Passage provided »
BEGIN

As every measure is bound to pick up some noise together with the intended signal, its responsiveness is determined by the ratio of treatment effect to its variability (signal-to-noise ratio). Two classes of responsiveness statistics can be distinguished: the first is based on measurement of change in the course of a therapeutic intervention with known efficacy (external criterion, gold standard); the second is directed at the correlation of change in the tested measure with change in a “criterion measure”. However, as this last class of responsiveness statistics is based on the variability between subjects, regardless of whether group changes occur, they yield little information about the ability of a measure to detect treatment effects.8
The purpose of this study was to validate further the responsiveness of the core set, of the ACR improvement3 and European League for Rheumatology (EULAR) response criteria,4 and of other single measures and indices with data from a recent trial. The COBRA study9 (Dutch acronym: COmbinatietherapie Bij Reumatoïde Artritis) was a randomised controlled trial in patients with early RA that showed excellent clinical response, low toxicity, and less progression of radiographic joint damage with treatment of combined step-down prednisolone, methotrexate, and sulfasalazine, compared with treatment with sulfasalazine alone. The trial allowed us to create one “gold” and one “silver” standard for relevant response against which to validate performance of end point measures: we proposed the hypothesis a priori that patients in the combination group would on average show large and, certainly, relevant improvements at week 16 owing to the corticosteroid pulse (gold standard). Also, we assumed on the basis of the well known effects of sulfasalazine on disease activity that patients in the sulfasalazine-only group would also show relevant improvements, but to a lesser degree (silver standard).
We then ranked the end point measures and indices used in the COBRA study by their relative responsiveness, and also by their ability to discriminate between the (changes in the) treatment groups. Ultimately, this discriminatory ranking yields the most relevant results. However, one must realise that this ranking is post hoc: as the difference in response between the groups was the primary study question of the trial, the presence and extent of such a difference was unknown before the start of the trial.
Patients and methods
THE COBRA STUDY
The COBRA study9 was a 56 week clinical trial that randomly assigned 155 patients with RA (ACR criteria10), aged 23–70, to one of two treatments. All patients had early, active disease (diagnosis <2 years). No prior treatment with disease modifying antirheumatic drugs, apart from antimalarial drugs, was allowed. One group was treated with a combination of sulfasalazine, methotrexate, and, initially, high dose oral prednisolone, the other group with sulfasalazine and double placebo. The prednisolone dose was 60 mg daily in the first week, tapered in weekly steps to the maintenance dose of 7.5 mg in week 7. Prednisolone and methotrexate (or the placebos) were tapered and stopped after weeks 28 and 40, respectively, while sulfasalazine was continued.

END

Excerpted data »

BEGIN

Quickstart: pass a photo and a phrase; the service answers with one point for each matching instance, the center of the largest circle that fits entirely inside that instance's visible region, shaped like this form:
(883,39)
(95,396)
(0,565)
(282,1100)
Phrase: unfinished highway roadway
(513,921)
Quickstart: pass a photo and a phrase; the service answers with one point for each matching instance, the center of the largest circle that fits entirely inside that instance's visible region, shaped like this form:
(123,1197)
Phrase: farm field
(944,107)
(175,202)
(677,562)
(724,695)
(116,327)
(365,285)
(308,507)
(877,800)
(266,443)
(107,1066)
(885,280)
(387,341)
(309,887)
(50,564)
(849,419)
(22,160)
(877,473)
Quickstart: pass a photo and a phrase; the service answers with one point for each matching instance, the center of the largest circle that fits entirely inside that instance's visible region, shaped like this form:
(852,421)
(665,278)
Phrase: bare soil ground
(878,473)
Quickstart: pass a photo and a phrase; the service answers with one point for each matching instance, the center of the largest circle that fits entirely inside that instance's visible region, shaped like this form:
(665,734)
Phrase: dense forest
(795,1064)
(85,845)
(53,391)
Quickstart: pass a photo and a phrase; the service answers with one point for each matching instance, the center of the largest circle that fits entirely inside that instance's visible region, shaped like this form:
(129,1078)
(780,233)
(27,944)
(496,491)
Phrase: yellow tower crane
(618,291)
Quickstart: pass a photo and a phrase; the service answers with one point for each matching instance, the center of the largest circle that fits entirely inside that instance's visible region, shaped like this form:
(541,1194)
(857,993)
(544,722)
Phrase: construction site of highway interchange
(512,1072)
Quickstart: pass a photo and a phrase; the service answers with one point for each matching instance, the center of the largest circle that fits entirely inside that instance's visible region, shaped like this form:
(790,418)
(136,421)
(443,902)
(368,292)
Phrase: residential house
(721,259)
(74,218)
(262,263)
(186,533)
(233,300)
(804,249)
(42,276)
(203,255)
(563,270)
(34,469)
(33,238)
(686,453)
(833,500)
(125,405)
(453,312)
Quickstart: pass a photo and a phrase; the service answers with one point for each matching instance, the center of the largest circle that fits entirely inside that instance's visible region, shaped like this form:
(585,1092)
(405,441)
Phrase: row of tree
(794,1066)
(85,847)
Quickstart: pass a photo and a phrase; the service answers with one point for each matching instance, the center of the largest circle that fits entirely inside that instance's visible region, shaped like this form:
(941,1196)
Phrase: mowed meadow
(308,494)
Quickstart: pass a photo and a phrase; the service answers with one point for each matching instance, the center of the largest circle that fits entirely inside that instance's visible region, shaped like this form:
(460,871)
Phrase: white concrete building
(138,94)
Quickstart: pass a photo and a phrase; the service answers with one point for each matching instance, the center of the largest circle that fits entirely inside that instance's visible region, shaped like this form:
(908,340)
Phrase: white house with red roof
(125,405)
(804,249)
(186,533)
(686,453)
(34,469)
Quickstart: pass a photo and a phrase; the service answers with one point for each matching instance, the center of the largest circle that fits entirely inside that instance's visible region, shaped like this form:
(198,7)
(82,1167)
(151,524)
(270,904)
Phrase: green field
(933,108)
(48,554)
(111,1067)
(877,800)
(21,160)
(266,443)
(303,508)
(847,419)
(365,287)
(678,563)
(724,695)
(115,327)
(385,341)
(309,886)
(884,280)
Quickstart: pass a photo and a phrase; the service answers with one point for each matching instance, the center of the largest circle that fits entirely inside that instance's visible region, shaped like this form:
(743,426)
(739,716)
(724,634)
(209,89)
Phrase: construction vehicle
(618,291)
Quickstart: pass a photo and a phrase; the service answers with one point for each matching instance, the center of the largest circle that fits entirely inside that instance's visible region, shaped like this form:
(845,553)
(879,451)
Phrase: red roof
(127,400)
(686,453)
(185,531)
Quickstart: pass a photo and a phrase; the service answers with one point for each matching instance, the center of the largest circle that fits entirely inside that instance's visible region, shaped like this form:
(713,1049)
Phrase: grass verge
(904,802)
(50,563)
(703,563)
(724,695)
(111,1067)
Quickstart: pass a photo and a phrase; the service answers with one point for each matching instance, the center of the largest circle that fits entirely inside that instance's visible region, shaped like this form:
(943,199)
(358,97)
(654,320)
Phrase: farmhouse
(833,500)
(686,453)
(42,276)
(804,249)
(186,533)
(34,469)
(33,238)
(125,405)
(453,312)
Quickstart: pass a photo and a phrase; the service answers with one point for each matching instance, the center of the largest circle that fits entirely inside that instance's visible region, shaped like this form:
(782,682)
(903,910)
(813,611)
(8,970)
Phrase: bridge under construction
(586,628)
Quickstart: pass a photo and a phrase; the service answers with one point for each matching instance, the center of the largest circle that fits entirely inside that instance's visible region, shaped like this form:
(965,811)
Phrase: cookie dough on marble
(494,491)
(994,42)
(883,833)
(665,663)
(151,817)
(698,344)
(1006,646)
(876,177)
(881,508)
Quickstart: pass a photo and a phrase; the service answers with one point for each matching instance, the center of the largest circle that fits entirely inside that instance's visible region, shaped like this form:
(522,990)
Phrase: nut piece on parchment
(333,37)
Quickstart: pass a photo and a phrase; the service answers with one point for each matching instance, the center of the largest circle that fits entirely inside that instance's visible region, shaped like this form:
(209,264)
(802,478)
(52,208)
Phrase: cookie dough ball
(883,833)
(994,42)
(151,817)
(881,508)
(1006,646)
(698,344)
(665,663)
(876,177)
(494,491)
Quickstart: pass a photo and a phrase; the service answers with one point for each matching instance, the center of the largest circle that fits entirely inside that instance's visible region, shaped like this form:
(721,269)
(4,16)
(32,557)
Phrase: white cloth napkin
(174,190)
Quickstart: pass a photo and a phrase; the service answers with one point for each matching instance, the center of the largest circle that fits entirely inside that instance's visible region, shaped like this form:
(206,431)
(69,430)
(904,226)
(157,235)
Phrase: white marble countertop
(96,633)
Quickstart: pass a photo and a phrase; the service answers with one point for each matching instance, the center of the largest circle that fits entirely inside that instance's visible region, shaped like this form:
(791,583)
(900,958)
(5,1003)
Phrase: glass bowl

END

What to work on »
[1] According to the COBRA study passage, what daily dose of prednisolone was given in the first week?
[2] For each statement, say whether it agrees with the COBRA study passage. Support each yes or no with the deciding words of the passage, quoted exactly.
(a) The COBRA trial ran for 56 weeks.
(b) Patients who had previously taken antimalarial drugs were excluded.
(c) Sulfasalazine was stopped after week 40.
[3] Write a continuation of the COBRA study passage, beginning after its final sentence.

Solved tasks »
[1] 60 mg daily.

[2]
(a) Yes: "The COBRA study9 was a 56 week clinical trial"
(b) No: "No prior treatment with disease modifying antirheumatic drugs, apart from antimalarial drugs, was allowed."
(c) No: "while sulfasalazine was continued."

[3]
CORE SET MEASURES
A broad variety of end points was assessed, including all disease activity measures of the WHO/ILAR core set.1 This comprises tender and swollen joint count (68 and 48 joints, respectively11), pain, assessor's and patient's global assessment (on a 10 cm visual analogue scales (VAS)), acute phase reactant (that is, erythrocyte sedimentation rate, Westergren method (ESR) or C reactive protein (CRP)), and physical function (by Health Assessment Questionnaire; Dutch HAQ12 13).
NON-CORE SET MEASURES
Non-core set measures included other joint counts and scores such as the Ritchie index, grip strength (by vigorimetry; Martin, Tottlingen, Germany, mean of medians of three measurements in both hands14), Arthritis Impact Measurement Scale (AIMS)15—a modified and validated Dutch version with scales for mobility, pain, and self efficacy, and the McMaster Toronto Arthritis patient preference questionnaire (MACTAR).16 The MACTAR is an instrument that follows improvement in five impaired activities, elicited and ranked in priority by the patient at baseline, together with changes in quality of life, psychological, social, and emotional wellbeing. Its scores increase as functional ability improves and vary from 11 (maximum deterioration) to 47 (maximum improvement). In its original format the baseline scores differ from the follow up scores because items inquiring about change are not included. To make these scores directly comparable mock change items were added at baseline and scored as “unchanged”. To compare the responsiveness and discriminatory power of different formats of patient global assessment (see ), two items from the MACTAR interview (change in disease activity by seven point Likert scale, and physical function by two questions with a six point scale), and a question on the actual state of disease activity (from a monitoring questionnaire; five point Likert scale) were evaluated together with the patient's global assessment of health indicated on a 10 cm VAS.
Whereas these disease-specific measures are sensitive to clinical change in RA, other—generic—measures yield a broader picture of patients' health status and allow comparison across a range of conditions.17 Utility served as the central concept of generic measures in the COBRA study.18 Utility is a single value or preference that patients assign to a particular health state. This value is expressed on a scale ranging from 1 (perfect health) to 0 (death) and takes into account both the positive effects of treatment and negative side effects. The rating scale and standard gamble methods assessed utility; the rating scale method derives utilities directly by asking the patients to place health states on a thermometer scale (that is, vertical VAS), the standard gamble method derives utilities from the patients' responses to decision situations under risk.19 20 Utility scores were assessed at baseline, and weeks 28 and 56.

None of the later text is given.